SUPPLIED TEXT ::
┄┄┄┄┄┄
DEAL ANALYSIS: Reventazón


Costa Rica’s electricity grid is heavily reliant on hydroelectric capacity, which accounts for more than 90% of its generating fleet. State-owned utility Instituto Costarricense de Electricidad (ICE) plans to maintain this mix for the next 10 years, and is developing the 305.5MW Reventazón hydro project in Límon province. When it is complete, Reventazón will be the largest power plant in Central America.

Reventazon Finance Trust
STATUS
Closed 29 January 2014
SIZE
$1.4 billion
DESCRIPTION
305.5MW hydro power plant, on the Reventazón river in Límon province, Costa Rica
SPONSOR
Instituto Costarricense de Electricidad (ICE)
DEBT
$904 million
LENDERS
IDB, IFC, Banco de Costa Rica, Banco Nacional de Costa Rica, Banco Popular y de Desarrollo Comunal, Banco Crédito Agricola de Cartago
FINANCIAL ADVISER
BNP Paribas
TRUSTEE
Scotiabank
SPONSOR’S LEGAL ADVISER
Milbank Tweed Hadley & McCloy
LENDERS’ LEGAL ADVISER
Clifford Chance; and BLP Abogados
INDEPENDENT ENGINEER
Fichtner
INSURANCE CONSULTANT
Marsh
Reventazón’s debt structure combined a partially guaranteed private placement, debt from the Inter-American Development Bank (IADB), and a local bank tranche. Most IADB A/B loan structures consist of a direct A loan from the multilateral and a B loan from one or more commercial banks. Reventazón, however, featured a private placement instead of commercial bank debt to partially complement an IADB A loan.

The IADB has operated in Costa Rica since 1961. ICE has honoured all of its obligations under the $6 billion it has borrowed from or through the IADB.
┄┄┄┄┄┄
MATERIAL SHOWN ::
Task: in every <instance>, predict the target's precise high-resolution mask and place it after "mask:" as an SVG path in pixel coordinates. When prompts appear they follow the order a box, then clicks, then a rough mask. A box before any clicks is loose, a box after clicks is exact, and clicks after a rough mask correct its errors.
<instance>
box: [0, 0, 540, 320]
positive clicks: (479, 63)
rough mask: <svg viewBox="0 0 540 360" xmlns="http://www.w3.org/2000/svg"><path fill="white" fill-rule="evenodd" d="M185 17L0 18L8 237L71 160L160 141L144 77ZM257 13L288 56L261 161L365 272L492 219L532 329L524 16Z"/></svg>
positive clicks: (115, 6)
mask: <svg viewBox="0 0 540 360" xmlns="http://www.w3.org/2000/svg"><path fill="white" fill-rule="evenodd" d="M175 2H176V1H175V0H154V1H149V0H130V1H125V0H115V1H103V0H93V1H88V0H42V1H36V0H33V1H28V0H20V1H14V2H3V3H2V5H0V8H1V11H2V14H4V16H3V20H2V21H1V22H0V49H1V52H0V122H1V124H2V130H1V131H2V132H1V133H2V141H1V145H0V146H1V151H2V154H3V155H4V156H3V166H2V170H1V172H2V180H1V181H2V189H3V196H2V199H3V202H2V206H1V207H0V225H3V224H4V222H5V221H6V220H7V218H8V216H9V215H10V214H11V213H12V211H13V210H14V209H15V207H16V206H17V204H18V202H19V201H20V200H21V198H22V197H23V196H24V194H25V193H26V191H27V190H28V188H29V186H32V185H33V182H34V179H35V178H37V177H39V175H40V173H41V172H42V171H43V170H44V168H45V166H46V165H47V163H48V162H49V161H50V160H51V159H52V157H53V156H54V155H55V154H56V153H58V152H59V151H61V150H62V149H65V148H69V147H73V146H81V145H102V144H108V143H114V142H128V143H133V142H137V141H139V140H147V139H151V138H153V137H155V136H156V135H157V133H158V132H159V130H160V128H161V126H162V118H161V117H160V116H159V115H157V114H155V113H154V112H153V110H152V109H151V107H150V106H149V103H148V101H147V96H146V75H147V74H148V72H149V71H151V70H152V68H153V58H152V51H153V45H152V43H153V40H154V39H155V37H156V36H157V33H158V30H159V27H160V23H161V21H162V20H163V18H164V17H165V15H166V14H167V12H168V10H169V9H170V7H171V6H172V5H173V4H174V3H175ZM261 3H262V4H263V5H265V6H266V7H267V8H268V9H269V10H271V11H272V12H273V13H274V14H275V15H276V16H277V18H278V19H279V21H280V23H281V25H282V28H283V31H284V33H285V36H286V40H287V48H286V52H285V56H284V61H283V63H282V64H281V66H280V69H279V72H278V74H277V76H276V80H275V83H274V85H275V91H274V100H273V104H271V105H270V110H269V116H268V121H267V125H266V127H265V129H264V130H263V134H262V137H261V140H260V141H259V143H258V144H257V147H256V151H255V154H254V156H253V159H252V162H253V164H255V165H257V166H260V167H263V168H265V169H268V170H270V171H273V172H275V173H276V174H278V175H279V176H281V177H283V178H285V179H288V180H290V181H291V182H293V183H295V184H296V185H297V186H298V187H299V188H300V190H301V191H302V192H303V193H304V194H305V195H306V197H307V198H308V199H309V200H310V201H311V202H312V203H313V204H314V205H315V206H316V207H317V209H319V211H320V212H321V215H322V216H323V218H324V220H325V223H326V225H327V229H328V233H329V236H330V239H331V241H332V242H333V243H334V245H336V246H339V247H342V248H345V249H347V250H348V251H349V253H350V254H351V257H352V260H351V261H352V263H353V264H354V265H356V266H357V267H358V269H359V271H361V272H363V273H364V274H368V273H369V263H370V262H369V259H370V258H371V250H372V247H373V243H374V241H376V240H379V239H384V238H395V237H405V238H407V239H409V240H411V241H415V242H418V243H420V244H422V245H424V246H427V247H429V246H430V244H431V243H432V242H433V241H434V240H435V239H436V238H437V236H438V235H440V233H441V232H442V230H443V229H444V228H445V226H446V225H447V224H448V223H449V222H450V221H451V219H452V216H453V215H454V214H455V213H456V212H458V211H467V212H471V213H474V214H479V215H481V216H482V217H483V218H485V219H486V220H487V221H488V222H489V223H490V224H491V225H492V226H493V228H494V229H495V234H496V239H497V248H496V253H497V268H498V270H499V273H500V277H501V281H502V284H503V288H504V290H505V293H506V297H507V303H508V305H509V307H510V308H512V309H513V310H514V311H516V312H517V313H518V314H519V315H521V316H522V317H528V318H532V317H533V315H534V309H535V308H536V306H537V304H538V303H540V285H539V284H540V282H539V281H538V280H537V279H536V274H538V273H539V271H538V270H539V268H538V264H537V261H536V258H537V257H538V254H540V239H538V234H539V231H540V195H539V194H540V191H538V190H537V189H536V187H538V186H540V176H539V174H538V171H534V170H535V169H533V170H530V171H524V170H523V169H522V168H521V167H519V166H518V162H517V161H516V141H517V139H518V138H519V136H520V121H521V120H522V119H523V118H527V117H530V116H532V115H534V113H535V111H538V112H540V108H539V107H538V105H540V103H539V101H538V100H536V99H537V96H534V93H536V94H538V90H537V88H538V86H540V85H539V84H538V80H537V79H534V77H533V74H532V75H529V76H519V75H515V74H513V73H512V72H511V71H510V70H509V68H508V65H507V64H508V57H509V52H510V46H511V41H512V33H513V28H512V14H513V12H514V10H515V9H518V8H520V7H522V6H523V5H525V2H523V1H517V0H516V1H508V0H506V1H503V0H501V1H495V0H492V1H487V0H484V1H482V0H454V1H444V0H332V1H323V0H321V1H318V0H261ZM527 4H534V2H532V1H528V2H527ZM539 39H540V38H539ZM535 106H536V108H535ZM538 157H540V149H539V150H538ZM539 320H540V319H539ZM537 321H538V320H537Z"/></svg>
┄┄┄┄┄┄
ABOUT THIS EXERCISE :: Name each institution listed under the LENDERS heading in the Reventazón deal analysis.

EXPECTED ANSWER :: IDB, IFC, Banco de Costa Rica, Banco Nacional de Costa Rica, Banco Popular y de Desarrollo Comunal, Banco Crédito Agricola de Cartago